● **Brief**
Please reproduce the lines below verbatim, character for character.

========

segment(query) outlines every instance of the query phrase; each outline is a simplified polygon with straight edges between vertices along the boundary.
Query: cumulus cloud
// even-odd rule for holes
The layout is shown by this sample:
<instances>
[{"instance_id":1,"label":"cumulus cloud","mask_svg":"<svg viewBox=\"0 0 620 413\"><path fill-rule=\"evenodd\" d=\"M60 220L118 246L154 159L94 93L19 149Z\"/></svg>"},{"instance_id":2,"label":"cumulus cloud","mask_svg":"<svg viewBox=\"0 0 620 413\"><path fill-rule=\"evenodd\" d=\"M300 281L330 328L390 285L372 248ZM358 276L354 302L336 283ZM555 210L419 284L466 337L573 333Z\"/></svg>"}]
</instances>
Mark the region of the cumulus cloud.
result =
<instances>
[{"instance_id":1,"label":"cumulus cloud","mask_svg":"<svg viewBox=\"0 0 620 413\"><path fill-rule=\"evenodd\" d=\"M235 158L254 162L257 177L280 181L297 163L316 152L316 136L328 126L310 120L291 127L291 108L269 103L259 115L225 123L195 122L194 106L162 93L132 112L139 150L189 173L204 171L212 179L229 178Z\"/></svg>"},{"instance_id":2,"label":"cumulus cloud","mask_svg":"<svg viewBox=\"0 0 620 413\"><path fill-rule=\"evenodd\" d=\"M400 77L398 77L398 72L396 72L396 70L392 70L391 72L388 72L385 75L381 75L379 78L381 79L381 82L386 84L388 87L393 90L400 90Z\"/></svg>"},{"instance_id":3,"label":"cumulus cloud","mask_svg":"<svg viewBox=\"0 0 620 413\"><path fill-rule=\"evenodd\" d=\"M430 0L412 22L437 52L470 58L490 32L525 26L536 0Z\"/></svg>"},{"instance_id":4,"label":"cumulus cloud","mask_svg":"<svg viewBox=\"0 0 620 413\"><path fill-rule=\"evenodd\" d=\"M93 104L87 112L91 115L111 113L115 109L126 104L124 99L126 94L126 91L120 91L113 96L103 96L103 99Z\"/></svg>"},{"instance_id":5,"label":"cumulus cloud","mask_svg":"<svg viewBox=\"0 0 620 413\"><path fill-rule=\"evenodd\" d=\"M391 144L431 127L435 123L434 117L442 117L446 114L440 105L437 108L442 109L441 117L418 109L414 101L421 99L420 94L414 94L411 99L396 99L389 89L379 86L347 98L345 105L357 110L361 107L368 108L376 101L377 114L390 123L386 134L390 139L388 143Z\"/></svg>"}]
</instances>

========

● **Answer to the task**
segment(query) outlines every instance of the query phrase; each outline is a simplified polygon with straight edges between vertices along the boundary.
Query: cumulus cloud
// even-odd rule for holes
The layout is shown by this sample:
<instances>
[{"instance_id":1,"label":"cumulus cloud","mask_svg":"<svg viewBox=\"0 0 620 413\"><path fill-rule=\"evenodd\" d=\"M60 220L118 246L154 159L94 93L19 149Z\"/></svg>"},{"instance_id":2,"label":"cumulus cloud","mask_svg":"<svg viewBox=\"0 0 620 413\"><path fill-rule=\"evenodd\" d=\"M300 281L330 328L390 285L372 248ZM358 276L354 302L336 283ZM555 210L419 284L466 337L573 333Z\"/></svg>"}]
</instances>
Mark the region of the cumulus cloud.
result =
<instances>
[{"instance_id":1,"label":"cumulus cloud","mask_svg":"<svg viewBox=\"0 0 620 413\"><path fill-rule=\"evenodd\" d=\"M235 158L254 162L257 177L280 181L297 163L316 152L316 136L328 126L310 120L291 127L291 108L269 103L259 115L225 123L195 122L194 106L162 93L132 112L139 150L189 173L204 171L212 179L229 178Z\"/></svg>"},{"instance_id":2,"label":"cumulus cloud","mask_svg":"<svg viewBox=\"0 0 620 413\"><path fill-rule=\"evenodd\" d=\"M400 77L398 77L398 72L396 72L396 70L392 70L391 72L388 72L385 75L381 75L379 78L381 79L381 82L386 84L388 87L393 90L400 90Z\"/></svg>"},{"instance_id":3,"label":"cumulus cloud","mask_svg":"<svg viewBox=\"0 0 620 413\"><path fill-rule=\"evenodd\" d=\"M430 0L412 22L437 52L470 58L490 32L525 26L536 0Z\"/></svg>"},{"instance_id":4,"label":"cumulus cloud","mask_svg":"<svg viewBox=\"0 0 620 413\"><path fill-rule=\"evenodd\" d=\"M93 104L87 112L91 115L111 113L115 109L126 104L124 99L126 94L126 91L120 91L113 96L103 96L103 99Z\"/></svg>"},{"instance_id":5,"label":"cumulus cloud","mask_svg":"<svg viewBox=\"0 0 620 413\"><path fill-rule=\"evenodd\" d=\"M391 144L431 127L435 123L434 117L442 117L446 114L440 105L437 108L442 109L441 117L418 109L414 101L421 99L420 94L414 94L411 99L396 99L389 89L379 86L347 98L345 105L357 110L361 107L368 108L376 101L377 114L390 123L386 134L390 139L388 143Z\"/></svg>"}]
</instances>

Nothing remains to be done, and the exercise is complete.